**Aim of the exercise:** In the data below, which lines hold "beak"? Copy every one.

::: Extracted entries

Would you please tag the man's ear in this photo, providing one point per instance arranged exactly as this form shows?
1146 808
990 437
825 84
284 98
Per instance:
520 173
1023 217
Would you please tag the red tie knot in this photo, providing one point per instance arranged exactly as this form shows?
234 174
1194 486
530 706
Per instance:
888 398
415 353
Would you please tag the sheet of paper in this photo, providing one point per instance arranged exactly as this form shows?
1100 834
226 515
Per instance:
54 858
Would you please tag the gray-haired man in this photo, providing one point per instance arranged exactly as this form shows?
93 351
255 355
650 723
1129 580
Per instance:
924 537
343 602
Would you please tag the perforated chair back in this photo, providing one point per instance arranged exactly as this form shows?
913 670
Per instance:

::::::
::: Extracted entries

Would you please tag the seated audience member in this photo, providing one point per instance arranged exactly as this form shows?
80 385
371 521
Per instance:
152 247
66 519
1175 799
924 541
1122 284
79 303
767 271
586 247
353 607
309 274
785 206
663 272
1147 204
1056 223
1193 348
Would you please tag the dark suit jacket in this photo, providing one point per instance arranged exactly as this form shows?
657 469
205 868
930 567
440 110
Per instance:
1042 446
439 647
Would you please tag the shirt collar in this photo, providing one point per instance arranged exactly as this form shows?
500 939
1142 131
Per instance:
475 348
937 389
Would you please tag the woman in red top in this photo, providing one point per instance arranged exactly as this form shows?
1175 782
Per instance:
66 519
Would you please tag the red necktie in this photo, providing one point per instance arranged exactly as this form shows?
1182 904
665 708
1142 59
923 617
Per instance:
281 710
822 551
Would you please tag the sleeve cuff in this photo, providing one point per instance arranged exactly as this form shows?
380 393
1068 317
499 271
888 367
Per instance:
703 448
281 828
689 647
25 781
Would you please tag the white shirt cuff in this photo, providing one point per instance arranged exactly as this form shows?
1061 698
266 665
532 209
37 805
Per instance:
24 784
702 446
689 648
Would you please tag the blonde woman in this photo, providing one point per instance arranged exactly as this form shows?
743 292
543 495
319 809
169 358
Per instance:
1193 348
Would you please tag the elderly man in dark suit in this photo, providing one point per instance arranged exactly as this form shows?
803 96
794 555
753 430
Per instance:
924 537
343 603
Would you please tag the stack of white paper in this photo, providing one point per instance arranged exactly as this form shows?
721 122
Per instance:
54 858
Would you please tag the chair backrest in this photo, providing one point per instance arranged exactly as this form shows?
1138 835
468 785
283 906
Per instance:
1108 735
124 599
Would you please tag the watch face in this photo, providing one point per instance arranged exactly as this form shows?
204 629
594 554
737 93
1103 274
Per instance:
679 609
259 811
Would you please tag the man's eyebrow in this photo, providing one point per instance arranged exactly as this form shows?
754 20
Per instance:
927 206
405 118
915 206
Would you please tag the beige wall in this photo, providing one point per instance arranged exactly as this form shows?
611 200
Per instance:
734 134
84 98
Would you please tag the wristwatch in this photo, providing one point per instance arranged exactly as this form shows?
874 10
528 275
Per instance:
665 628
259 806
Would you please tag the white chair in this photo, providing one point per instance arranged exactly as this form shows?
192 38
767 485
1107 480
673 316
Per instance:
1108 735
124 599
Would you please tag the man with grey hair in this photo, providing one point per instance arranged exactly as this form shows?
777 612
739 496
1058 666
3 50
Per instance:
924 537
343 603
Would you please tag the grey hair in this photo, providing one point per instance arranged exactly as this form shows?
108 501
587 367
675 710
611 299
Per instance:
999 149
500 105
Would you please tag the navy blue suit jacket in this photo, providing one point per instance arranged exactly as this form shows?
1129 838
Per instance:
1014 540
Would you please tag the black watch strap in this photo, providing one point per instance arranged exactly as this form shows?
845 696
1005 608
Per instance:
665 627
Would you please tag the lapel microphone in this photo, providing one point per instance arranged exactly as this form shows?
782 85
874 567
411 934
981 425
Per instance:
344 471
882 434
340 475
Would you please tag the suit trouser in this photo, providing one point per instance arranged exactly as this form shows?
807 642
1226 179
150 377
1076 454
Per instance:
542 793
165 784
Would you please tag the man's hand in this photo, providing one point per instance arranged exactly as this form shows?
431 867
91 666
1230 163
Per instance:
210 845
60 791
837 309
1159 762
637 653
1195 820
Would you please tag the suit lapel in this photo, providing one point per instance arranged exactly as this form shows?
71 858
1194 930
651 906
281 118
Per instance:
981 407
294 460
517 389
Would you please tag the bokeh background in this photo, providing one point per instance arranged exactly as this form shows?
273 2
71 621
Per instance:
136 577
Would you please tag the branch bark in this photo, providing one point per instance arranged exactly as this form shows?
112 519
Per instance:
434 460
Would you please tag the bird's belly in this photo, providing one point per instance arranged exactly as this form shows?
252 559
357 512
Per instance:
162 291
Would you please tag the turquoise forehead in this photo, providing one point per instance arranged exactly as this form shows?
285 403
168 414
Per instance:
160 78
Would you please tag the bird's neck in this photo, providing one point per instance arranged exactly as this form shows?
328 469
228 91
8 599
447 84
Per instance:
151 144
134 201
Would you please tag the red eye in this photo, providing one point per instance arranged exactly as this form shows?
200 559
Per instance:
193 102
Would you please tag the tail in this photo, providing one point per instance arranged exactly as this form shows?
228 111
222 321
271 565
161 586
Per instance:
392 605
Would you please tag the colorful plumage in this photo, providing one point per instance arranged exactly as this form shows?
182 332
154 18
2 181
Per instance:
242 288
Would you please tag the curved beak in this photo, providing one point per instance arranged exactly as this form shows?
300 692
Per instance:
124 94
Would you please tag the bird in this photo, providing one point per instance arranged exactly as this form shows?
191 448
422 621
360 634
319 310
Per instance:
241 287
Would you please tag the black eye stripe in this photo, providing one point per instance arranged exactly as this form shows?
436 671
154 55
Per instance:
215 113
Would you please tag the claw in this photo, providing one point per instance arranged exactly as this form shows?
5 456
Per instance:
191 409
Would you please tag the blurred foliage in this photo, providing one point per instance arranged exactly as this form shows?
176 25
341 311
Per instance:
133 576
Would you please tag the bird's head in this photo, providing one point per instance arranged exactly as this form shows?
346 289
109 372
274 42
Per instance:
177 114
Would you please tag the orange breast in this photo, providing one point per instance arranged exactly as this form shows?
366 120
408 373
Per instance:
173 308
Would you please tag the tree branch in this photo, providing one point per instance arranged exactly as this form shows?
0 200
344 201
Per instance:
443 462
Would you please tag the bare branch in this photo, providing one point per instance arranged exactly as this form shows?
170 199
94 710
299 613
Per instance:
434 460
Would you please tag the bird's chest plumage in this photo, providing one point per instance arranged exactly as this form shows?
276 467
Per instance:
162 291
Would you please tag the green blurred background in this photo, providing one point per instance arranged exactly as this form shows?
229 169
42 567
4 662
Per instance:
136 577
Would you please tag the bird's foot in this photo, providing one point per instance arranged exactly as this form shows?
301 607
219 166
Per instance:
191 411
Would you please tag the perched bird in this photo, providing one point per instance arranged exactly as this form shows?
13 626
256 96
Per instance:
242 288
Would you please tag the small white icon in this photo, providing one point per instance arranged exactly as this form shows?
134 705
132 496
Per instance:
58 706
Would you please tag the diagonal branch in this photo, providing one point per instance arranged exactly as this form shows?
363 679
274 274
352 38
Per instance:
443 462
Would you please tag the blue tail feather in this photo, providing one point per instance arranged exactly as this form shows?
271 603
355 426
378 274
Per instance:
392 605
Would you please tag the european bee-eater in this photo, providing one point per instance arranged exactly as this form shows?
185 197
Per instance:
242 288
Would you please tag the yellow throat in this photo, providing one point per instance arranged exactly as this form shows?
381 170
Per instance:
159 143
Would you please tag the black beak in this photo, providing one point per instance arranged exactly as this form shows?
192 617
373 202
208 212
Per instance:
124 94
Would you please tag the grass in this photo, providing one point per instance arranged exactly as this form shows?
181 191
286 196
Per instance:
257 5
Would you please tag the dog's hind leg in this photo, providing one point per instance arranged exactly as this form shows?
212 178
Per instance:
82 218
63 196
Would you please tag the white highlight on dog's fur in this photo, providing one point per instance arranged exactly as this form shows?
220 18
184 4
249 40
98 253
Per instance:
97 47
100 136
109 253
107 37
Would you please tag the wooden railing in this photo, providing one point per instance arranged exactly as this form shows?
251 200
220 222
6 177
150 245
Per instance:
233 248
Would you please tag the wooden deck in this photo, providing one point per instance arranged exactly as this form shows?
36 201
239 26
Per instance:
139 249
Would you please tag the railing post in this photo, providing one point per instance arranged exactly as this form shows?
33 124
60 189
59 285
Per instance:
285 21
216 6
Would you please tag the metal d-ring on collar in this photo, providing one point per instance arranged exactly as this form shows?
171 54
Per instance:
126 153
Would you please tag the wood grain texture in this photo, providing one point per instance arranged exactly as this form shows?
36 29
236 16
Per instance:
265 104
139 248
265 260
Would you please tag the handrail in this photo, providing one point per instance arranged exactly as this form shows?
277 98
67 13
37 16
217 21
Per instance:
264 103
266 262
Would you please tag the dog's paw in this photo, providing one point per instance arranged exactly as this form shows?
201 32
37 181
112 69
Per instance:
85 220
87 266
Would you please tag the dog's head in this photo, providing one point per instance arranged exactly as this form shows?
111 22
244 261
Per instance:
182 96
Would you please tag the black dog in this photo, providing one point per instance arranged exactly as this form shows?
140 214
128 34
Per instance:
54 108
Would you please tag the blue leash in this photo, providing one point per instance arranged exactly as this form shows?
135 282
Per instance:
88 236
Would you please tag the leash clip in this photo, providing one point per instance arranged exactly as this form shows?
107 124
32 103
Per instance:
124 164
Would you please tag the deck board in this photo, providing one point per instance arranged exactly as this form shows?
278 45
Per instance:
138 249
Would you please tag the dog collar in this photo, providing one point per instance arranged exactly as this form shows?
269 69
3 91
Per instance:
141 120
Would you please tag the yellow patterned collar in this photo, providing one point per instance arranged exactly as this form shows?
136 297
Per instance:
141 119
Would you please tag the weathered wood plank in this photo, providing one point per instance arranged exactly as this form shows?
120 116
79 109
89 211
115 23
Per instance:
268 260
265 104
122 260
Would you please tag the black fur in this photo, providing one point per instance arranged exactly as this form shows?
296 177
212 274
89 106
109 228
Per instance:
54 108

::::::

**Answer section:**
Would you please tag the curved beak in this photo, providing one point per instance arranged exactly as this form shows?
Would you please tag the black beak in this photo, providing one point per instance arranged exactly as this form shows?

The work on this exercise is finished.